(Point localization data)
+++++
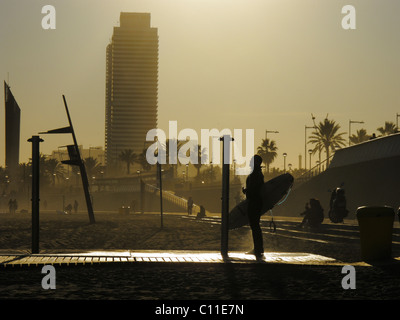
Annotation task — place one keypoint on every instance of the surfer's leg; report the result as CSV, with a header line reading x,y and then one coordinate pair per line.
x,y
254,221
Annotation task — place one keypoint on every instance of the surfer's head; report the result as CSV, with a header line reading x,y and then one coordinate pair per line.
x,y
256,162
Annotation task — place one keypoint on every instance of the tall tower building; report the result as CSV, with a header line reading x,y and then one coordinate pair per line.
x,y
12,122
131,85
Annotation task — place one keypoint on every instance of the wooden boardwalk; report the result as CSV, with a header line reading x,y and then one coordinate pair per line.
x,y
95,257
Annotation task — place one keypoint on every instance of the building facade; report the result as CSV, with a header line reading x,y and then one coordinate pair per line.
x,y
131,85
12,124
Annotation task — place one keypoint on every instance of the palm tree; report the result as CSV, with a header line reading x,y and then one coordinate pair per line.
x,y
360,136
129,157
388,128
178,145
326,136
267,151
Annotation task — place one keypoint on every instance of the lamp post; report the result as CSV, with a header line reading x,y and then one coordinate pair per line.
x,y
397,121
350,122
284,161
305,144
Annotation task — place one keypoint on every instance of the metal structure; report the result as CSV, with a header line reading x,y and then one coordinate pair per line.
x,y
75,159
226,153
35,140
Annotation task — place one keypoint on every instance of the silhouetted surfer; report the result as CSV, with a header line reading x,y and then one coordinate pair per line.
x,y
254,182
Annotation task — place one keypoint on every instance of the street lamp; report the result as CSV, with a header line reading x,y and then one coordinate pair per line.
x,y
284,161
305,145
397,122
350,122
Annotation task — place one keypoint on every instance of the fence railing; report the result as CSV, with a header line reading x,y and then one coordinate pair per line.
x,y
314,171
169,196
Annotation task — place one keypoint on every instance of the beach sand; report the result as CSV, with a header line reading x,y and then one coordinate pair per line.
x,y
113,231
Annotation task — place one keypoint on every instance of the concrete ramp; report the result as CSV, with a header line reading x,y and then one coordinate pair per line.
x,y
373,182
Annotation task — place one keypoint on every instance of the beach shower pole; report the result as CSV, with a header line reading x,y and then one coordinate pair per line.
x,y
226,152
35,140
160,177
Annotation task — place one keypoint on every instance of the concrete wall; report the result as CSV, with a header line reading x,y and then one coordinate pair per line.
x,y
369,183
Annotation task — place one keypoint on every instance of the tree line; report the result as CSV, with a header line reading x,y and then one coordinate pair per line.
x,y
327,138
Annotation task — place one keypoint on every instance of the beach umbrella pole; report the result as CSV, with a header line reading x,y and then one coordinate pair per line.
x,y
226,142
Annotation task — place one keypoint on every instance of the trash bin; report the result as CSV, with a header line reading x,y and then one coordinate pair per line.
x,y
376,228
124,210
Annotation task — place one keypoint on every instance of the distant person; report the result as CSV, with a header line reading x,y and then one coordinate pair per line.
x,y
68,208
75,206
254,182
202,213
238,199
11,206
338,204
313,214
190,205
133,206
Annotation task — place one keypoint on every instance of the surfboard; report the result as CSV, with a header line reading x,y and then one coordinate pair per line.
x,y
272,192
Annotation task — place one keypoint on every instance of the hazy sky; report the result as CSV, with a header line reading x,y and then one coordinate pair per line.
x,y
244,64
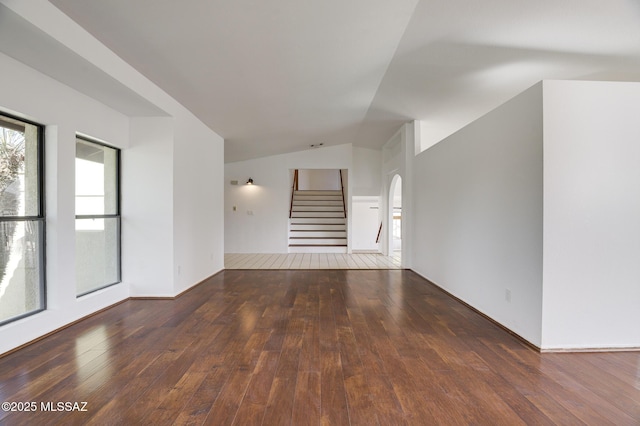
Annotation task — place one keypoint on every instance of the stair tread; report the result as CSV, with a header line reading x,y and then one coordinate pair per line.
x,y
314,245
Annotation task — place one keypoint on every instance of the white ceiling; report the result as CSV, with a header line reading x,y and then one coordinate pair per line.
x,y
276,76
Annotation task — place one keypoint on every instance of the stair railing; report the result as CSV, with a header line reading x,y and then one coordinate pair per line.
x,y
294,188
344,205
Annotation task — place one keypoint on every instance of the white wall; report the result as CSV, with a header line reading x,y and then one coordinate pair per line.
x,y
366,171
266,229
319,179
147,208
591,215
478,214
198,196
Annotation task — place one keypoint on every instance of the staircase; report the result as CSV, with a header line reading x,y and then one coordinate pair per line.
x,y
317,223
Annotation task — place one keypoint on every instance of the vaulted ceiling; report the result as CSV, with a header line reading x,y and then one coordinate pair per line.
x,y
276,76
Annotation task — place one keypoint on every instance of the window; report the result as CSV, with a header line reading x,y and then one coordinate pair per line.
x,y
22,272
97,216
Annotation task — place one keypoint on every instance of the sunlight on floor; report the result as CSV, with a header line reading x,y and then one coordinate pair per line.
x,y
310,261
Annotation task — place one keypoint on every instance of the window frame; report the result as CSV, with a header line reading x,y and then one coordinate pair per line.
x,y
117,215
40,218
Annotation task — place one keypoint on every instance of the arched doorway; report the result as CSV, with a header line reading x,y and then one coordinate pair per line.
x,y
395,217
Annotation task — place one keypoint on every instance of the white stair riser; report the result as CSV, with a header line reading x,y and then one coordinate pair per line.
x,y
317,208
317,198
317,214
317,192
317,203
318,226
317,249
318,241
316,220
318,233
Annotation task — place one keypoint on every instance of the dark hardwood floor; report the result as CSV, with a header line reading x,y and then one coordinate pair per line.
x,y
311,347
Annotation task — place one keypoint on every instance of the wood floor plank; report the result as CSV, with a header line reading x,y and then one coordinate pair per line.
x,y
300,347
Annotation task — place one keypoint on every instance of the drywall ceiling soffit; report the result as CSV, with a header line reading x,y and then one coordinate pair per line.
x,y
270,77
26,43
459,60
274,77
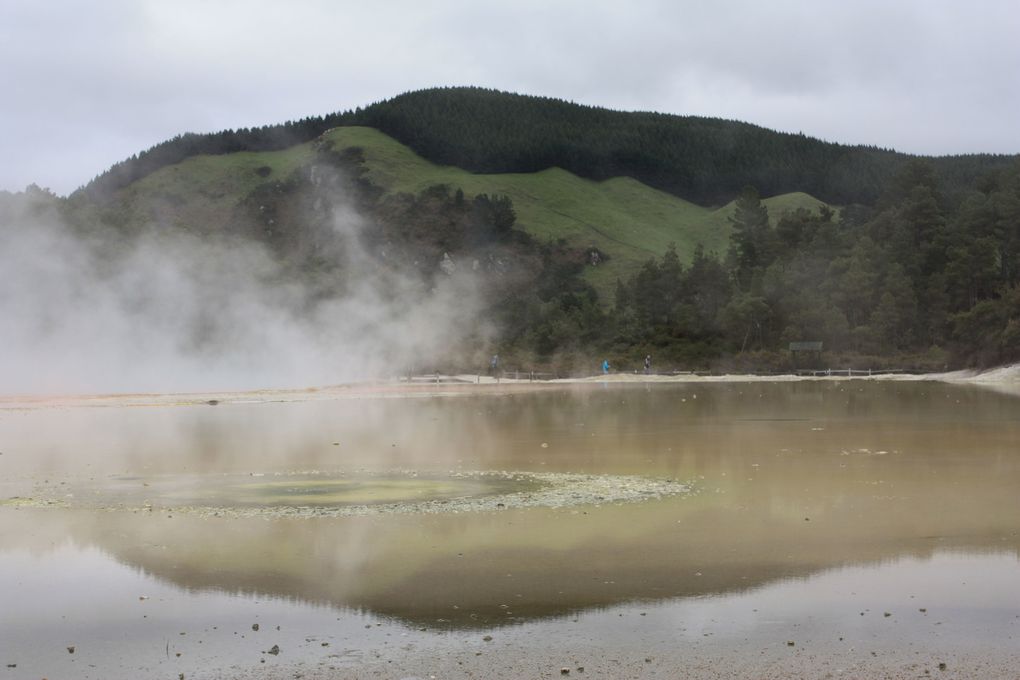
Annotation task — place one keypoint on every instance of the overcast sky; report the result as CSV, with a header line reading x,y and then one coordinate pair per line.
x,y
88,83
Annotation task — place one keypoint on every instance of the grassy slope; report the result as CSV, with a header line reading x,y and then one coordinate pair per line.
x,y
622,217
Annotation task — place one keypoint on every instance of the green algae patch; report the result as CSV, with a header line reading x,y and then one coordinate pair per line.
x,y
372,490
310,494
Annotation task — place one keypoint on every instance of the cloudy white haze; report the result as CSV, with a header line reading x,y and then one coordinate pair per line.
x,y
88,84
168,312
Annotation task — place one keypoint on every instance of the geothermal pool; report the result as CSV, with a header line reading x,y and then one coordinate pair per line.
x,y
850,528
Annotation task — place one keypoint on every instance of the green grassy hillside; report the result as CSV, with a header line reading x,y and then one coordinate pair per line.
x,y
622,217
627,220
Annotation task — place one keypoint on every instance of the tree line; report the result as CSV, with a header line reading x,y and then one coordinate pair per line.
x,y
917,280
705,160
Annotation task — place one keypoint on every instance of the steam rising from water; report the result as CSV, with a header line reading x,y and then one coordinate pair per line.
x,y
168,311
+++++
» **DESCRIPTION OF THE TASK**
Your answer is the line containing "of the geothermal" plus every line after it through the end of the entries, given again exactly and alone.

» **EXERCISE RESULT**
Annotation task — place one keypoint on every instance of the geothermal pool; report the result as CSV, with a header line reading x,y and then one coordinate pair per line.
x,y
850,528
Annotation task — place one keypoint on every instance of the green grassy hillside; report the result as CSV, with a header line reading x,y and then one coordinate pair per line.
x,y
622,217
627,220
Annotation task — place one keypoint on every instance of the tree line; report the result as CSV, with a header line reading x,y and then one coordinate pair per line.
x,y
917,280
705,160
Annotation task — place one keypoint on every instance of the steam rising from water; report the result as CSV, with a header line reading x,y and then one coordinate pair per line.
x,y
168,311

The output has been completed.